▶ [SHORT TASK A]: List every place named in the last paragraph of the article on Yimam of Yejju, the one beginning "While Ras Yimam was away in Gojjam".
▶ [SHORT TASK B]: Pick up the article on Yimam of Yejju after its final sentence and write the next paragraph.

▶ [DOCUMENT EXTRACT]:
= Yimam of Yejju =

Ethiopian governor (d. 1828)

Yimam of Yejju (also transliterated Imam; died 1828) was a Ras of Begemder and Enderase (regent) of the Emperor of Ethiopia. He was the son of Gugsa of Yejju.

Upon succeeding his father Gugsa as Ras when Gugsa died in 1825, Yimam was challenged by his brother Marye, who staged an open revolt.

According to Trimingham, Ras Yimam openly supported Islam against the local Ethiopian Church. He also grew so annoyed at Abuna Qerellos III's intervention in the doctrinal dispute over the nature of Christ in support of the Sost Lidet, that he banished the Abuna to the monastery in Lake Hayq, where Abuna Qerellos remained until his death (circa 1828).

While Ras Yimam was away in Gojjam campaigning against Dejazmach Goshu Zewde, Dejazmach Haile Maryam marched from Semien to Gondar where replaced Emperor Gigar with his own choice, Baeda Maryam. When Yimam heard of this, he returned by way of Dengel Ber, pursuing Dejazmach Haile Maryam as far as Waldebba where they fought for three days until 25 December 1825, when Haile fled the battlefield for Semien by way of Wegera where he later died, allowing Ras Yimam to restore Gigar to the throne.

▶ [DATASET CONTENT]:

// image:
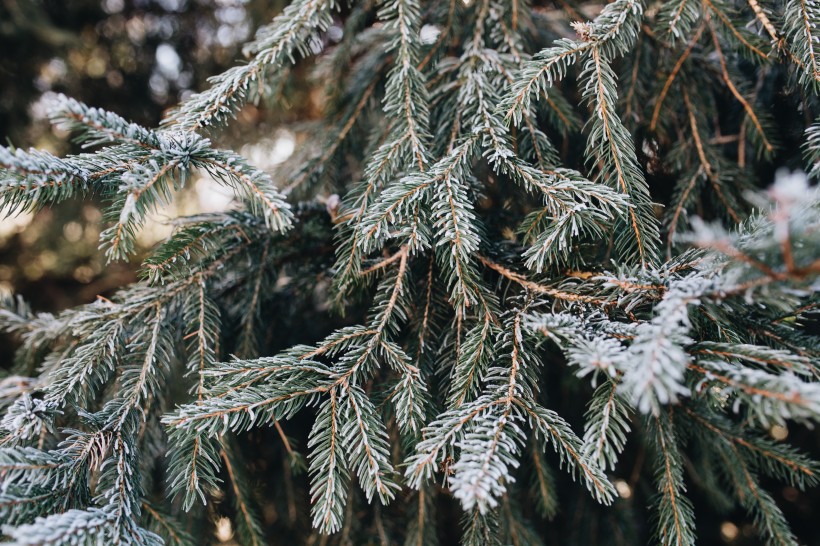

▶ [FINAL ANSWER A]: Gojjam, Semien, Gondar, Dengel Ber, Waldebba, Wegera

▶ [FINAL ANSWER B]:
Typically for the Zemene Mesafint, relationships between these major lords quickly changed. As Sven Rubenson describes, Dejazmach Haile Maryam's son Wube was captured in the battle, but Yimam's ally Dejazmach Meru of Dembiya convinced Yimam to free the boy. Not long after, Yimam joined forces with Wube, who had succeeded his father as Dejazmach, against Goshu and Meru in the Battle of Kossober October 1827, defeating their opponents. Goshu fled to sanctuary in Gojjam, while Meru was soon killed after the battle by a soldier. The following year, Ras Yimam "died by violence" in Debre Tabor. He was buried at the church of Iyasus in that town.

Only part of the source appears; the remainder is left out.